• TEXT SHOWN
'''

Generative Semantic Communications
- Generative semantic communications are advanced systems that leverage AI to extract and transmit only task-relevant semantics, reducing bandwidth consumption.
- They employ powerful generative models like transformers and diffusion models to reconstruct and calibrate content across modalities while minimizing semantic distortion.
- These systems enable mobile–edge–cloud collaboration, fusing context reasoning, semantic JSCC, and automated knowledge provisioning to achieve significant resource savings and improved perceptual quality.
Generative semantic communications (GSC) represent a paradigm shift in the design of communication systems, in which the delivery objective transitions from transmitting bit-accurate data to conveying meaning and enabling information regeneration at the receiver. By integrating advanced generative artificial intelligence (GAI) models—particularly large-scale generative models—into the semantic communication loop, GSC systems achieve highly efficient, robust, and flexible content delivery across modalities such as text, images, video, and speech. GSC leverages context reasoning, automated background-knowledge provisioning, and AI-driven joint source–channel coding (JSCC) to transmit only the core task-relevant semantics, allowing the receiver to reconstruct, regenerate, or calibrate content, thereby minimizing semantic distortion and drastically reducing resource consumption while preserving meaning (Xia et al., 2023, Ren et al., 2024, Yuan et al., 21 Apr 2025, Qin et al., 11 Nov 2025).

'''

• PROMPT 1
Copy the text on generative semantic communications word for word, starting with "- They employ" and going on through "improved perceptual quality.".
• PROMPT 2
In the text on generative semantic communications, which two kinds of generative models are named as being used to reconstruct and calibrate content across modalities?

• DATA PROVIDED
'''

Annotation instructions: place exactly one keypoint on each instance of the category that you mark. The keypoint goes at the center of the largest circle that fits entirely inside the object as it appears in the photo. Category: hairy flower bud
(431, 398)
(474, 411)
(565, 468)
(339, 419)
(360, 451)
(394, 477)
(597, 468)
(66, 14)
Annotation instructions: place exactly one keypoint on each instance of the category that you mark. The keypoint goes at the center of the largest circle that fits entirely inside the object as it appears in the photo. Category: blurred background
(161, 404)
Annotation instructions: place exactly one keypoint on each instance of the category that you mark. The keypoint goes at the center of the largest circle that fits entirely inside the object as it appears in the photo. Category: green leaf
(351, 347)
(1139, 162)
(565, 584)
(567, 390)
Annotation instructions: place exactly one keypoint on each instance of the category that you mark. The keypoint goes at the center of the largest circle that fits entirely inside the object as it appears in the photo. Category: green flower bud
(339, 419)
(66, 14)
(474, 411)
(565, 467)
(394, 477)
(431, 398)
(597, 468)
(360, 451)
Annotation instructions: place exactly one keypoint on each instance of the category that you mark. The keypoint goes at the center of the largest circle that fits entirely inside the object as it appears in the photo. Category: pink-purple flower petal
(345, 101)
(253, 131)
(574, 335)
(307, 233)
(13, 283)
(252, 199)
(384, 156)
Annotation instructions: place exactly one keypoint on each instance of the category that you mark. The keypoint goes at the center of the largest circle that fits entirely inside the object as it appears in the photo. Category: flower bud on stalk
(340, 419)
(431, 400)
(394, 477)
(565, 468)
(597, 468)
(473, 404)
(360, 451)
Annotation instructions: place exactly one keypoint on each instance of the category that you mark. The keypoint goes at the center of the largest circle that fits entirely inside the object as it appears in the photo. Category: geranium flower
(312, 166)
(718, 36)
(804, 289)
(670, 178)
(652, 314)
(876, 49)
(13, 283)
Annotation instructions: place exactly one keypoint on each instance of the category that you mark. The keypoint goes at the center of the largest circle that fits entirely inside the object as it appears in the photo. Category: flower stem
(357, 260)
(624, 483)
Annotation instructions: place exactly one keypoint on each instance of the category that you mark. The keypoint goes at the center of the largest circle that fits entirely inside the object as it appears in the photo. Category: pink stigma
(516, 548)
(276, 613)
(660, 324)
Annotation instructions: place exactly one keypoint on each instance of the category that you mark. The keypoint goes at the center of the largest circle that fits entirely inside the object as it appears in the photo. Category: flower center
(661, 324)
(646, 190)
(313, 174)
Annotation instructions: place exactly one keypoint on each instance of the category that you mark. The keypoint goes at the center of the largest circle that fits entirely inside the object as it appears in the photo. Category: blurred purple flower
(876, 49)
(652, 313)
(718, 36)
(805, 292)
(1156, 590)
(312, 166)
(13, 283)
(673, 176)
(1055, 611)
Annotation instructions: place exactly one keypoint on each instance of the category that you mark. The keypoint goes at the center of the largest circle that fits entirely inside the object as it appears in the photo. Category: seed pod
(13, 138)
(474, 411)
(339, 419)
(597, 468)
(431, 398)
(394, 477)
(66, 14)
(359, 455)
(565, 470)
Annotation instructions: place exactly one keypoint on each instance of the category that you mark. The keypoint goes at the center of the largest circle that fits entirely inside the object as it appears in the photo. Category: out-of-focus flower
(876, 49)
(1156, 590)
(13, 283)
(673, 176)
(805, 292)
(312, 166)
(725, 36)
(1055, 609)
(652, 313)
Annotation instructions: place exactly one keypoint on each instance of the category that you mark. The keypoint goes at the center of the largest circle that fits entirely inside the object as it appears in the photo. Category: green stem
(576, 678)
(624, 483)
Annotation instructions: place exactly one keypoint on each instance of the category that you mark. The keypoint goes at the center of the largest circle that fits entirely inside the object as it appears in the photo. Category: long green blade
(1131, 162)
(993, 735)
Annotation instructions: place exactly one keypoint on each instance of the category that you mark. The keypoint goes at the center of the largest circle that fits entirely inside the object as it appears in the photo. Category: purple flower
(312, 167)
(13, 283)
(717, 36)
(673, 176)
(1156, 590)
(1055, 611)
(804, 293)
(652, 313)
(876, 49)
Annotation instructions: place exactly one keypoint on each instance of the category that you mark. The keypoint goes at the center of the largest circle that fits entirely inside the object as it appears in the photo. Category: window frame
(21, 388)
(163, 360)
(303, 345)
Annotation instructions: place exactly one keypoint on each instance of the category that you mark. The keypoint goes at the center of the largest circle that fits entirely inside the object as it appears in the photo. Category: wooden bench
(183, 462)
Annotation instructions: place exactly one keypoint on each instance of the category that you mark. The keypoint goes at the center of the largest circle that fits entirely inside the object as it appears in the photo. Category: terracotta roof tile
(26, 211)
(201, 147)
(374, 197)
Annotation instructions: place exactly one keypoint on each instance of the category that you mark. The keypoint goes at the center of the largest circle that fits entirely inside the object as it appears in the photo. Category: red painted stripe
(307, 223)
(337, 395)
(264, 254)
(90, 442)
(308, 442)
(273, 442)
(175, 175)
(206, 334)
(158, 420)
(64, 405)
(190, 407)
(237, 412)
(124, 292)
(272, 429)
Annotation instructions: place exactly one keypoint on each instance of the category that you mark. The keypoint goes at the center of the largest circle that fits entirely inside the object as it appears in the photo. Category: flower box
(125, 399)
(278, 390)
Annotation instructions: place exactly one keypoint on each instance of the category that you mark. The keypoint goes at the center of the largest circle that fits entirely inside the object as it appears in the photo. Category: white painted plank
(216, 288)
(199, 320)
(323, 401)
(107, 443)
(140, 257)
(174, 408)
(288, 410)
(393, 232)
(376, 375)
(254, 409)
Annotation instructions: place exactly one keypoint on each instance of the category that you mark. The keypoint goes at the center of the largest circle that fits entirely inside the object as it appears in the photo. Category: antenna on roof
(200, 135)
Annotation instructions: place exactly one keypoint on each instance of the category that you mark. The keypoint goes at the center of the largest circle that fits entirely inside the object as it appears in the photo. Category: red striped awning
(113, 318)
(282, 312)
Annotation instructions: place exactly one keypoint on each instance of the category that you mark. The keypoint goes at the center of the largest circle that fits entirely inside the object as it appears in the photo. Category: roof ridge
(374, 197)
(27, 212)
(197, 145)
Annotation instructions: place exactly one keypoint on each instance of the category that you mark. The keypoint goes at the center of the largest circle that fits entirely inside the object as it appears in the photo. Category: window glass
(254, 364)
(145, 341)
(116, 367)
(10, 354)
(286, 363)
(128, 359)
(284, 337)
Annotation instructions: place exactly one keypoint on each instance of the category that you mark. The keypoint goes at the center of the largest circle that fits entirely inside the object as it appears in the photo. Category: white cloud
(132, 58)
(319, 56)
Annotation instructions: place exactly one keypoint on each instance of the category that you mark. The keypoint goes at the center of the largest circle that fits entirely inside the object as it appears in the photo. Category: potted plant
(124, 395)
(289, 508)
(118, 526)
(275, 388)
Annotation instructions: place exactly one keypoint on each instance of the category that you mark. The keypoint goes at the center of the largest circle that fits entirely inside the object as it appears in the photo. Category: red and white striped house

'''

• RESPONSE 1
- They employ powerful generative models like transformers and diffusion models to reconstruct and calibrate content across modalities while minimizing semantic distortion.
- These systems enable mobile–edge–cloud collaboration, fusing context reasoning, semantic JSCC, and automated knowledge provisioning to achieve significant resource savings and improved perceptual quality.

• RESPONSE 2
Transformers and diffusion models.